Start of Material for this task

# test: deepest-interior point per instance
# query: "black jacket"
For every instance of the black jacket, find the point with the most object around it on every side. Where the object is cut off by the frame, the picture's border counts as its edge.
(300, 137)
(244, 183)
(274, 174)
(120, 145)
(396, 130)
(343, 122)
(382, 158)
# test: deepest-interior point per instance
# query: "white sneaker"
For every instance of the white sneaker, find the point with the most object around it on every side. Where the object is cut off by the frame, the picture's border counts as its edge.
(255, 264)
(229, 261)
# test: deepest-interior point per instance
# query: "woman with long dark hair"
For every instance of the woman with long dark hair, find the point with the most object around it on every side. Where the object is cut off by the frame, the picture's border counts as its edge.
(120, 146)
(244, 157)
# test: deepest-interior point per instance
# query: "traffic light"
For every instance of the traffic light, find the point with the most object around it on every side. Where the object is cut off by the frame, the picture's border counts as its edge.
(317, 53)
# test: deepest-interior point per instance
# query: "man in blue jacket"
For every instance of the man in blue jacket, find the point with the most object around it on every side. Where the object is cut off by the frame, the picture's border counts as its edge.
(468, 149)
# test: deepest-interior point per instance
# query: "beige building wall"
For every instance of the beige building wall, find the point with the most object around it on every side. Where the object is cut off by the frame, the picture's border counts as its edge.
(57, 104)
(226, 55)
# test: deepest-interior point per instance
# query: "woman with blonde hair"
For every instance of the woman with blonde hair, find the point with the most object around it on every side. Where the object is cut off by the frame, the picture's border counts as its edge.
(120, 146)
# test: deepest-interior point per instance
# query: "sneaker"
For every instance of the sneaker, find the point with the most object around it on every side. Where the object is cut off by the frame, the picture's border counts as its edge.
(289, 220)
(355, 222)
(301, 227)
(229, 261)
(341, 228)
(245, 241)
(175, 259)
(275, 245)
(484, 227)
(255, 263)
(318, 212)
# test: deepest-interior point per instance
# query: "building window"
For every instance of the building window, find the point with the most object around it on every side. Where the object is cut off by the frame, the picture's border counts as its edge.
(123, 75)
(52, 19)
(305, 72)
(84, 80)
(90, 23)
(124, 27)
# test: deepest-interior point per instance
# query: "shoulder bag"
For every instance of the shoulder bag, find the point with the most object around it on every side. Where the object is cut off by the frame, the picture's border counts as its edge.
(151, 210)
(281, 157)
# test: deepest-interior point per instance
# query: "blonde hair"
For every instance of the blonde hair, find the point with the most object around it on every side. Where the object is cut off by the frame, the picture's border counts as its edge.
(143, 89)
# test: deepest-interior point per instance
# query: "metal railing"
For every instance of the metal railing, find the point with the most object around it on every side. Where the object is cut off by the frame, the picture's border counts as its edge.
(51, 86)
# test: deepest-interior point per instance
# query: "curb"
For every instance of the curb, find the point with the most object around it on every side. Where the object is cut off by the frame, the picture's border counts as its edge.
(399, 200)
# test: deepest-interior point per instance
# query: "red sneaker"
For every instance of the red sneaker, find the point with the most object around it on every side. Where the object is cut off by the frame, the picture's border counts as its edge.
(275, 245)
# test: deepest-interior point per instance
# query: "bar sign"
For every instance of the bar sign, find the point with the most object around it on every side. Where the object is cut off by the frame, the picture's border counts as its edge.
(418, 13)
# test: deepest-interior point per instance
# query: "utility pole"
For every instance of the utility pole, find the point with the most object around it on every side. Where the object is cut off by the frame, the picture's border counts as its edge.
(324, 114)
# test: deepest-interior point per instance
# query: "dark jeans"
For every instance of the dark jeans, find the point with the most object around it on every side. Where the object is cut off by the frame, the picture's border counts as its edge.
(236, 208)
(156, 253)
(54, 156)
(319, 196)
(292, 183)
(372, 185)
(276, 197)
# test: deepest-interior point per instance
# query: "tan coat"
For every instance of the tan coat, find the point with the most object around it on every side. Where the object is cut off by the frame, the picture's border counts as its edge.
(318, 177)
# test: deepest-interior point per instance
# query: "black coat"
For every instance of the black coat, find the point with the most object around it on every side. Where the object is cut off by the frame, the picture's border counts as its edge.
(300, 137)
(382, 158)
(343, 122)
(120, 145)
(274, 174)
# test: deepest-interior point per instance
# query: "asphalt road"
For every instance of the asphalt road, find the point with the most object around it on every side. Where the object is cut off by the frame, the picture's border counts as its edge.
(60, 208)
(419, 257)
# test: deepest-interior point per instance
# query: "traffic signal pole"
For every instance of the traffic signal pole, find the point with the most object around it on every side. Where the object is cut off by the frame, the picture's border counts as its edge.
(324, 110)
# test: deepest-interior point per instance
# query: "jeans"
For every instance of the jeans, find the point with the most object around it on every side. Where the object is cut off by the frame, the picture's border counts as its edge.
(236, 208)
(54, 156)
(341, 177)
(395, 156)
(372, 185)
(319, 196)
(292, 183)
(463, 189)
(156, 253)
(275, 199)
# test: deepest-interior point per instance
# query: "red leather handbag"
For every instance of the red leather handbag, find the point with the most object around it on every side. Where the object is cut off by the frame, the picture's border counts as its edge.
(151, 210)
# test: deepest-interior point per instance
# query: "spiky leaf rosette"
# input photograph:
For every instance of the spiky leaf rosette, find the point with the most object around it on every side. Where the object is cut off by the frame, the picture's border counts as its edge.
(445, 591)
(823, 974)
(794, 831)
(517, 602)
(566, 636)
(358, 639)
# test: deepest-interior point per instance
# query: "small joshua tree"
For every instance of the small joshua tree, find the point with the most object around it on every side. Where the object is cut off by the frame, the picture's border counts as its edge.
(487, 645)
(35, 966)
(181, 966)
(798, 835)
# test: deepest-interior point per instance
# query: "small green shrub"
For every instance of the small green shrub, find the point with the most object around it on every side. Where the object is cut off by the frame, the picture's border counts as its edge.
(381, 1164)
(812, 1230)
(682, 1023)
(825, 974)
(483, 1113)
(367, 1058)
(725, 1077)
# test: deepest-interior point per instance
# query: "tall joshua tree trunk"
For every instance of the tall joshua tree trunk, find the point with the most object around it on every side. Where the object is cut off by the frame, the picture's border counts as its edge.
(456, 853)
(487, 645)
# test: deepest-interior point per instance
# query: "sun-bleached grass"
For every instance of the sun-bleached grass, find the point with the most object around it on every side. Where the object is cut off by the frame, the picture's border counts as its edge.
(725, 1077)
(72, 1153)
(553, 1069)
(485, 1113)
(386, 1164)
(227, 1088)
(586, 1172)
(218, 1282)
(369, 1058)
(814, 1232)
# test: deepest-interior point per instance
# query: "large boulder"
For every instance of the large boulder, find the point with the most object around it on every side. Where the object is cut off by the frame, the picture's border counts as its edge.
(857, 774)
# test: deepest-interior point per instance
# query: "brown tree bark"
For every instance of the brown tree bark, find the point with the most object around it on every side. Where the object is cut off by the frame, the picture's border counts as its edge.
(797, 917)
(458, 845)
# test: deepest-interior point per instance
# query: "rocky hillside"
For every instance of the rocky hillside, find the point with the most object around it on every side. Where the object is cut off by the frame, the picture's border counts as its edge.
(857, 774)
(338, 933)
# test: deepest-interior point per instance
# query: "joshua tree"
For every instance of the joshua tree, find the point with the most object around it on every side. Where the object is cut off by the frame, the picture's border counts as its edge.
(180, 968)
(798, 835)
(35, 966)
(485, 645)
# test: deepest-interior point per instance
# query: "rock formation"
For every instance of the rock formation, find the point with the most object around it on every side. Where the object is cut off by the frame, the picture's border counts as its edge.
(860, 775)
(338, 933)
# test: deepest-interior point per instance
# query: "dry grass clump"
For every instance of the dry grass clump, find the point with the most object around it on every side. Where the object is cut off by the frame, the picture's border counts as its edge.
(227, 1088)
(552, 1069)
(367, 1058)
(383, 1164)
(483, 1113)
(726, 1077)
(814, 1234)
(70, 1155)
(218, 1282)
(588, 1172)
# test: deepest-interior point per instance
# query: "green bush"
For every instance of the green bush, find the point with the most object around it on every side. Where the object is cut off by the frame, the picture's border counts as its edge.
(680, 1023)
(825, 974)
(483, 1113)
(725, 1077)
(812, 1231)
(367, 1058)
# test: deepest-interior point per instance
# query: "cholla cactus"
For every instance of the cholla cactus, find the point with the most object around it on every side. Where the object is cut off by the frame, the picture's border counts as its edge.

End of Material for this task

[Problem to work on]:
Which lines in the material above contain the word "spiky"? Return every such line in full, matching case exactly.

[Written response]:
# query: "spiky leaf rosette"
For every instance of the spiky leaf rosette, find the point with the most object around it on every side. Where the object is cut off by the frame, the picture's border counts as its edge.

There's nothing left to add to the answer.